What you will do:
(a) Answer these questions using the gaming comments.
(i) Why did the first commenter leave the second guild?
(ii) According to the first comment, what had the guild that the writer first left become?
(iii) Which game does the last comment name as the writer's first encounter with the grind?
(b) List everyone the gaming comments say a complaint should be taken up with.

Text segment:
Jan 31st 2007 1:02PM I've left one guild because it was becoming a small clique of end-game raiders that really only cared about the other members (meaning they would not even invite or help any other end-game characters prepare or run stuff with them.) The rest of the guild was so scatterbrained, it was just one big PUG. I left another one later due to personal conflicts with very active members. I didn't say anything, jsut said that I'd been offered another slot with another friend's guild, and I was going to take him up on it. Everyone involved (including the guy in the new guild) knew about it, so it wasn't a big drama deal.
I don't think telling everyone in /g what you think of them and then /gquitting is appropriate. If you have a complaint, take it up with an officer or class leader, maybe even the GM. Don't make drama, please.
Jan 30th 2007 3:20PM I can't say he's wrong. Point of fact, one of the reasons I've found WoW so popular is that it has an easy interface combined with the central tenet of most RPG's: keep at it long enough, and you'll win. A grind of some sort plauges us even way back when some of our number would blow into a gray cartridge, somehow imbuing our desires in our breath, and sliding into our then time-altar, the NES. Heck, the grind has been around since before that, even. My first encounter was just with Dragon Warrior, is all I'm saying.

Dataset entries:

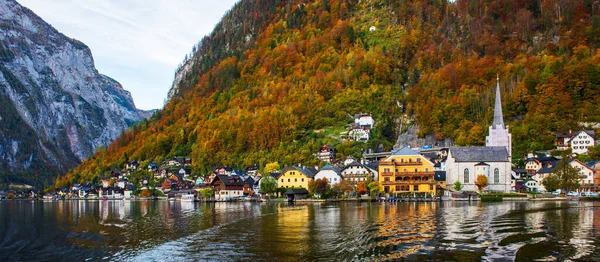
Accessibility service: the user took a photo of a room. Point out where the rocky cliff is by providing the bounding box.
[0,0,145,174]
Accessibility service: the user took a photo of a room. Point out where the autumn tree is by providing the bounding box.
[452,180,464,191]
[260,175,277,197]
[475,175,488,192]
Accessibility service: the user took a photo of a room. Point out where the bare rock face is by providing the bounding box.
[0,0,145,171]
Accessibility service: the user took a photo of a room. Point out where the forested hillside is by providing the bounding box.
[57,0,600,185]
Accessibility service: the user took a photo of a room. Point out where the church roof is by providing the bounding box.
[492,74,504,127]
[450,146,509,162]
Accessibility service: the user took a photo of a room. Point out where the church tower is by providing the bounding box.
[485,76,512,156]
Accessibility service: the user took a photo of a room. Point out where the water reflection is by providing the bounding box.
[0,200,600,261]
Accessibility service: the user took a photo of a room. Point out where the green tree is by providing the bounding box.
[453,180,463,191]
[542,174,560,192]
[260,175,277,198]
[587,144,600,160]
[475,175,488,192]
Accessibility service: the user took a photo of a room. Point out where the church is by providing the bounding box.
[446,75,512,193]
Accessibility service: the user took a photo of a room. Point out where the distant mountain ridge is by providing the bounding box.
[64,0,600,186]
[0,0,148,184]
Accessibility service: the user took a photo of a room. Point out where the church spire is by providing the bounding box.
[492,75,504,128]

Exercise responses:
(a)
(i) The writer left because of personal conflicts with very active members.
(ii) It had become a small clique of end-game raiders that really only cared about the other members.
(iii) Dragon Warrior

(b)
- an officer
- a class leader
- the GM